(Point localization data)
:::
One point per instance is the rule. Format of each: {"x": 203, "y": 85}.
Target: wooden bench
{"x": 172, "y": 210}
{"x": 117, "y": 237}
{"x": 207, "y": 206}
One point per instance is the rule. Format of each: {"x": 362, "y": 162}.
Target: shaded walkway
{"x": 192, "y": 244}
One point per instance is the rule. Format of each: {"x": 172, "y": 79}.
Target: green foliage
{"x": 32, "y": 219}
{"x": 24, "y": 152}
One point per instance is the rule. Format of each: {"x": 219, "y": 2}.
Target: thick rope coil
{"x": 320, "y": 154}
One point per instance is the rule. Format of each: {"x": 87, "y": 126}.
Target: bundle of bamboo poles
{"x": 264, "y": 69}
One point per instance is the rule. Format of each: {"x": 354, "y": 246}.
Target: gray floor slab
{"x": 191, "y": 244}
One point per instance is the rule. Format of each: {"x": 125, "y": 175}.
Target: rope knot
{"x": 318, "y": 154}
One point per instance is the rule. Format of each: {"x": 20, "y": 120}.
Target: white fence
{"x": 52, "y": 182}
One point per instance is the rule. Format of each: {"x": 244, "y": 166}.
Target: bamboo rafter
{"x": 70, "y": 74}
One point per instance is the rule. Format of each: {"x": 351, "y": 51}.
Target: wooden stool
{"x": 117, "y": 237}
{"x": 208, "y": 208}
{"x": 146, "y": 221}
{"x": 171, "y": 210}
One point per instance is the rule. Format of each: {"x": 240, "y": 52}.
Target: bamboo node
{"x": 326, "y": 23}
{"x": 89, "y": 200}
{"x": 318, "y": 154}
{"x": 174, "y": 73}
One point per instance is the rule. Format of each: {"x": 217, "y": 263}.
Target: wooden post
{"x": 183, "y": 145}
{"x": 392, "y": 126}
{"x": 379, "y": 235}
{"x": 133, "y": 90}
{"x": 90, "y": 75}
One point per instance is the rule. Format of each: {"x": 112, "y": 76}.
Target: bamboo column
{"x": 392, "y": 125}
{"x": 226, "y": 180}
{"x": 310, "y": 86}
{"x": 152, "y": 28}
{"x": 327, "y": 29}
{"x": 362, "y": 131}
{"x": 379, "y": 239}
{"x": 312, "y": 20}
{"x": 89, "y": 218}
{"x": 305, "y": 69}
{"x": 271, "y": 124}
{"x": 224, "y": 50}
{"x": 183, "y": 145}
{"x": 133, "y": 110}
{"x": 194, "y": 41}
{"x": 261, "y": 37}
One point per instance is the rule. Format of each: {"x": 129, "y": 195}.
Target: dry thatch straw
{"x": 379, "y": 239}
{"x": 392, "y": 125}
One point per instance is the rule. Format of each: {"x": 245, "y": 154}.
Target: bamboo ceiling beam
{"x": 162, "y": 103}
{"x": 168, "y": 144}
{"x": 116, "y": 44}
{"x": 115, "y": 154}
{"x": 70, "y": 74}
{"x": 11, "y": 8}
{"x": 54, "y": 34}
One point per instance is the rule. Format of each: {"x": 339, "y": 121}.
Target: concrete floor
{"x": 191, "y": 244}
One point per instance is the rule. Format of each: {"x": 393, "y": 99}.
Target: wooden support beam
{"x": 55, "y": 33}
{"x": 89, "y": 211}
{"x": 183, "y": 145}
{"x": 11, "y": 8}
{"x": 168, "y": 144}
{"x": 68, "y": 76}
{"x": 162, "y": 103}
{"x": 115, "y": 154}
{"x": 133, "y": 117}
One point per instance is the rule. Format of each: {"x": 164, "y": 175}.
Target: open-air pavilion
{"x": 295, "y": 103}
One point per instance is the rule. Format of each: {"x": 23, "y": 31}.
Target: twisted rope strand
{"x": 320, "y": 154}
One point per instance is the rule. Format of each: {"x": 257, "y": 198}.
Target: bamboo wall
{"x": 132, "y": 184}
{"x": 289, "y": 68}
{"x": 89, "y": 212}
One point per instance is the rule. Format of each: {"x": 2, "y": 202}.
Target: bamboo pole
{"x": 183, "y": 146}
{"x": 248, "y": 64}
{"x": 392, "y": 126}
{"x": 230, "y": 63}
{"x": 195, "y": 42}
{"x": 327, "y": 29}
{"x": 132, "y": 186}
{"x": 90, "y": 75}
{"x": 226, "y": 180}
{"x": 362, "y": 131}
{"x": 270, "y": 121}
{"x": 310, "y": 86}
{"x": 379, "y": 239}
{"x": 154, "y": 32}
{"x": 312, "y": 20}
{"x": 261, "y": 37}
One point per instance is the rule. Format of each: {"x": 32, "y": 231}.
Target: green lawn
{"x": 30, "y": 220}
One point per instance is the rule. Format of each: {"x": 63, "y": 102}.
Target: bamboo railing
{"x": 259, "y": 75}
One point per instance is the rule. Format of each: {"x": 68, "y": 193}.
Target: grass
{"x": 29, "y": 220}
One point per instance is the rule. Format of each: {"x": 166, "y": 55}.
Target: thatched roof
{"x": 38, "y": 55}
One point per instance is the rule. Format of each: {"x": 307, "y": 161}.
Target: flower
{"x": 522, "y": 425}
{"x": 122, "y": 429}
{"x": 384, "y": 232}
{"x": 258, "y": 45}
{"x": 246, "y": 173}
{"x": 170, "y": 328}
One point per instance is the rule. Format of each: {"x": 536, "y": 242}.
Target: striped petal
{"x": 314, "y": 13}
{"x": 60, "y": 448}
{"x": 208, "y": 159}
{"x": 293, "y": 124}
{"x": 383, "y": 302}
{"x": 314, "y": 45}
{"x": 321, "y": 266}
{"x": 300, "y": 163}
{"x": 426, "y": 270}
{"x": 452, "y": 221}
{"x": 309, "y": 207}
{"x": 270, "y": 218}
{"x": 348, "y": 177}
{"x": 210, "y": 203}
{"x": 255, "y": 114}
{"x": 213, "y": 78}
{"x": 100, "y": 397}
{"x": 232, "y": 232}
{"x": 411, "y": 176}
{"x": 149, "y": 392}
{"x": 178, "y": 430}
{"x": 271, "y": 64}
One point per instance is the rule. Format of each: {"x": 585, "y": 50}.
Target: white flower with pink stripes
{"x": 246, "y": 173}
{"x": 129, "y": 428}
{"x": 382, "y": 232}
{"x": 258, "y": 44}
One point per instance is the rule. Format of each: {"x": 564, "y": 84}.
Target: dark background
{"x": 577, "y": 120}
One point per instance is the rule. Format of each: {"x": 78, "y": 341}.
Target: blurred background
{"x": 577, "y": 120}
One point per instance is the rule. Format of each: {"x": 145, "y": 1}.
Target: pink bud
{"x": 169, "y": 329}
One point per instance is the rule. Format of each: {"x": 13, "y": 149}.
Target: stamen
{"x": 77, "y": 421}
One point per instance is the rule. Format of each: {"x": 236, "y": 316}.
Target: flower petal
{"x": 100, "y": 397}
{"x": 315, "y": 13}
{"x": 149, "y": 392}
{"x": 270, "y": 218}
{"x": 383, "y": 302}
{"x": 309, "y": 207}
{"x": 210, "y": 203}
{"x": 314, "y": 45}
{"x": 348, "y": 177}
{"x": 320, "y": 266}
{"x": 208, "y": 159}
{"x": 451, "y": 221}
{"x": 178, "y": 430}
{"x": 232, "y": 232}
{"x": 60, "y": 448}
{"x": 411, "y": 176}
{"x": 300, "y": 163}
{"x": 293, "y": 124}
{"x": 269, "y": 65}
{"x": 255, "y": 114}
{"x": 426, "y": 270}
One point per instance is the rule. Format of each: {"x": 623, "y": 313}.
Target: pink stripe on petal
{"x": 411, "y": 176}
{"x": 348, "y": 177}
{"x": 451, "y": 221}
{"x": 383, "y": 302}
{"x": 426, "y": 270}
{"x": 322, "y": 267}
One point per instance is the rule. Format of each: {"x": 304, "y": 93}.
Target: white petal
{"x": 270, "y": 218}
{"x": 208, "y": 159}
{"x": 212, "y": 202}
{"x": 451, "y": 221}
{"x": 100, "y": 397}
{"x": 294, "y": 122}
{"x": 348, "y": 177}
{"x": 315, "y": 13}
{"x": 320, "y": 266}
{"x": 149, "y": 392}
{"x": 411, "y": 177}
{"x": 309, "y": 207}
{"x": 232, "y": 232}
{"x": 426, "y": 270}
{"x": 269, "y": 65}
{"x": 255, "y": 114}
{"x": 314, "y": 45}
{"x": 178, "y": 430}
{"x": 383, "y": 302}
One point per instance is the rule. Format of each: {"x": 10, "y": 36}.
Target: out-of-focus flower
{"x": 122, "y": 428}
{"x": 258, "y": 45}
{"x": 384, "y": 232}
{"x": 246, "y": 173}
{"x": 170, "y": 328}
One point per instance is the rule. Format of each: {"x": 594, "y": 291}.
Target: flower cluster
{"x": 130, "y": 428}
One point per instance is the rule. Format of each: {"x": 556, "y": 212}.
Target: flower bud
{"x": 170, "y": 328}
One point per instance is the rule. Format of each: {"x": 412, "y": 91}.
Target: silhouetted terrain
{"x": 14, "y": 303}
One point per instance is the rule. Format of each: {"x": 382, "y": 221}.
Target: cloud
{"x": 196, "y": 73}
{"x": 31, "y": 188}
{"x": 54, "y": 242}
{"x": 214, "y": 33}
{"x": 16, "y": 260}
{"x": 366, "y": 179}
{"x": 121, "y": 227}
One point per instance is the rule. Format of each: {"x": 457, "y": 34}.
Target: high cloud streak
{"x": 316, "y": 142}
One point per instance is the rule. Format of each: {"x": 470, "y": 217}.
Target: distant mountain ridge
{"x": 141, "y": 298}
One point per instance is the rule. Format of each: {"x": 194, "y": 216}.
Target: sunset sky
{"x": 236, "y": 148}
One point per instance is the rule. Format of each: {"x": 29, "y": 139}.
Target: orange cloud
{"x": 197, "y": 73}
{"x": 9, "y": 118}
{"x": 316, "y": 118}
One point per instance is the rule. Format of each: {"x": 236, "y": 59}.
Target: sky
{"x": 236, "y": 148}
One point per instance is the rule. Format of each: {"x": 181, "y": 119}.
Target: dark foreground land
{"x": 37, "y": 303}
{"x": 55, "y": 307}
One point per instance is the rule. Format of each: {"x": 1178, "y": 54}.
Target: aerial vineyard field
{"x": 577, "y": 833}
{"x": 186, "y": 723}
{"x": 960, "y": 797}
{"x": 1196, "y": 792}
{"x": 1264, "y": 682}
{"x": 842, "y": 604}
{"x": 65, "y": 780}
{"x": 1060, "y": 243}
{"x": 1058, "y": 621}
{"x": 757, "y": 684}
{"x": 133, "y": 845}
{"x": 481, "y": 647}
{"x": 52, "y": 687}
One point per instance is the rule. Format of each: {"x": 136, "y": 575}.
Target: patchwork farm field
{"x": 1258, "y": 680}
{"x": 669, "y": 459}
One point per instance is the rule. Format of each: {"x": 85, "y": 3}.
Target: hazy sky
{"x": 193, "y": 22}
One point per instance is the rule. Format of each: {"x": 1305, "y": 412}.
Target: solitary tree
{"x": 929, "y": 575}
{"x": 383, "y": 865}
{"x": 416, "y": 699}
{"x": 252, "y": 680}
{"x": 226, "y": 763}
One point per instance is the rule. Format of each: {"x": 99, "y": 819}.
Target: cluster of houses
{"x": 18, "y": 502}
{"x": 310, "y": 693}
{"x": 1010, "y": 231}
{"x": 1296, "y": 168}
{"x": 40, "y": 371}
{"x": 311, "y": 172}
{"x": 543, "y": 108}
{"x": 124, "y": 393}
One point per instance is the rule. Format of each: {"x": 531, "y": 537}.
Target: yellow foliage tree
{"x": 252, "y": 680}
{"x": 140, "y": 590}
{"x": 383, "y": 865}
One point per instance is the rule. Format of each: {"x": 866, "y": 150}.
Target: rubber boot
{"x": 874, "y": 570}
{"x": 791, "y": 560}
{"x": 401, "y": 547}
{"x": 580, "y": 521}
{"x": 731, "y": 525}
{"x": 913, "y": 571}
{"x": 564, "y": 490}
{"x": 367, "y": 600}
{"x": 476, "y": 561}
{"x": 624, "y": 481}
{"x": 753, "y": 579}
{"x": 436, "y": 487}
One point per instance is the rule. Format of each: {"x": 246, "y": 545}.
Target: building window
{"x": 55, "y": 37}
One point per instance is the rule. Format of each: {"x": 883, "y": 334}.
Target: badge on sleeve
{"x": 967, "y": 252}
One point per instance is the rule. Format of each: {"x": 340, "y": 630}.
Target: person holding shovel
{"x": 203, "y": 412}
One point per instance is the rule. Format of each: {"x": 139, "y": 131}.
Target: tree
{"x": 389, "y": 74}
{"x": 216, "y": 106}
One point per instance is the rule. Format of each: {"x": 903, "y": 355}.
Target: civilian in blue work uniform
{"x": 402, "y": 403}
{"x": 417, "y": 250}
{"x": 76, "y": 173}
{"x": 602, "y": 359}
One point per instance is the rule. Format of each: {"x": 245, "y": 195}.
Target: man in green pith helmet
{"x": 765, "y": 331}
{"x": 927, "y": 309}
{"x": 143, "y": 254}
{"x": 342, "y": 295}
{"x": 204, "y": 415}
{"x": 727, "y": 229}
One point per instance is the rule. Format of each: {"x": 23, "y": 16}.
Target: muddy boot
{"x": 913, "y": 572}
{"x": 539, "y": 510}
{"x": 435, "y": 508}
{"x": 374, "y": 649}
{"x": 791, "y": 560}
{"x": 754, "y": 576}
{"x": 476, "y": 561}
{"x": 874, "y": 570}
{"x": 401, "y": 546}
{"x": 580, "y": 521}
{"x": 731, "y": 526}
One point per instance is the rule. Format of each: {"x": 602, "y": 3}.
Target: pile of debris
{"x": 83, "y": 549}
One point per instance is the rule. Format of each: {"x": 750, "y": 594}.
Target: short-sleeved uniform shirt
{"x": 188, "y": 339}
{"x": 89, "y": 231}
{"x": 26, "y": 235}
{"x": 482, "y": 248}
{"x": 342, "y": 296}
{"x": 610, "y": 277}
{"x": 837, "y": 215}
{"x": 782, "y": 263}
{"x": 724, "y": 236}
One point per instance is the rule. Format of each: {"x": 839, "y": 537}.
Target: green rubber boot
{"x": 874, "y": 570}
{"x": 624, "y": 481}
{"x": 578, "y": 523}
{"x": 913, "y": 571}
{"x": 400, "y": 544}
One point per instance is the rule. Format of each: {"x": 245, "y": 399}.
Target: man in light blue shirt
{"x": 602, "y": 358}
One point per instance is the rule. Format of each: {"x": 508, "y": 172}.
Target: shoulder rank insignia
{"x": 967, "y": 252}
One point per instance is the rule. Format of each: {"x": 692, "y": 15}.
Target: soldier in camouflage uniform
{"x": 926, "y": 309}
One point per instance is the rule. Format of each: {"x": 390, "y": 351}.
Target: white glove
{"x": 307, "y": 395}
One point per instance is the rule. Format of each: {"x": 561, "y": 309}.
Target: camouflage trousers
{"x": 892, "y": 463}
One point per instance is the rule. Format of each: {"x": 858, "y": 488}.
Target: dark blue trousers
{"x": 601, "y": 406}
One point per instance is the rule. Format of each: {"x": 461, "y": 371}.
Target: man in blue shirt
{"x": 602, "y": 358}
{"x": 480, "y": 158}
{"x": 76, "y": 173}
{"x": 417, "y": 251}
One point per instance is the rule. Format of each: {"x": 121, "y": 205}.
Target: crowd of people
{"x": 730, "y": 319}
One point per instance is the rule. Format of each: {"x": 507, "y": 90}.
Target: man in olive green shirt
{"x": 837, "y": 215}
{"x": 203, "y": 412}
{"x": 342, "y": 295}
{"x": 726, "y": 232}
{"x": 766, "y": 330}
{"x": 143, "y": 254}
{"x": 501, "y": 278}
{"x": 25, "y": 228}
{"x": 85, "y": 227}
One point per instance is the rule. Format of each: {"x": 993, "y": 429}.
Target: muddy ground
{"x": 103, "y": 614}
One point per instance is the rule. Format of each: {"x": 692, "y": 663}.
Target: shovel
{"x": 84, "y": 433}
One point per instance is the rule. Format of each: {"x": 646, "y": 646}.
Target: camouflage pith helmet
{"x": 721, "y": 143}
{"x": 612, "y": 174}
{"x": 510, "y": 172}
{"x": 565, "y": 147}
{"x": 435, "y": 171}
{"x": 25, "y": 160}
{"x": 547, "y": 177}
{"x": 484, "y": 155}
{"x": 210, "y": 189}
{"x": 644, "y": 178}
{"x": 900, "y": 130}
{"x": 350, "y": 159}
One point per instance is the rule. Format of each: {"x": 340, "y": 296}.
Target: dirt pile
:::
- To do:
Copy nothing except the lines from the one with "Target: crowd of people" through the end of the records; keep each exactly as it appears, first and last included.

- Answer box:
Target: crowd of people
{"x": 730, "y": 319}
One point per instance is the rule. Format of each: {"x": 507, "y": 90}.
Target: man in olive green shirt
{"x": 837, "y": 215}
{"x": 203, "y": 412}
{"x": 342, "y": 295}
{"x": 726, "y": 232}
{"x": 766, "y": 330}
{"x": 143, "y": 254}
{"x": 501, "y": 278}
{"x": 25, "y": 228}
{"x": 85, "y": 227}
One point per instance is the rule. Format of each: {"x": 993, "y": 429}.
Target: muddy ground
{"x": 103, "y": 614}
One point per instance is the rule. Format of each: {"x": 692, "y": 663}.
Target: shovel
{"x": 84, "y": 433}
One point per instance is the rule. Format of each: {"x": 646, "y": 646}.
Target: camouflage pith helmet
{"x": 721, "y": 143}
{"x": 612, "y": 174}
{"x": 510, "y": 172}
{"x": 565, "y": 147}
{"x": 435, "y": 171}
{"x": 25, "y": 160}
{"x": 547, "y": 177}
{"x": 484, "y": 155}
{"x": 210, "y": 189}
{"x": 644, "y": 178}
{"x": 900, "y": 130}
{"x": 350, "y": 159}
One point per instance is the rule. Format of each: {"x": 340, "y": 296}.
Target: dirt pile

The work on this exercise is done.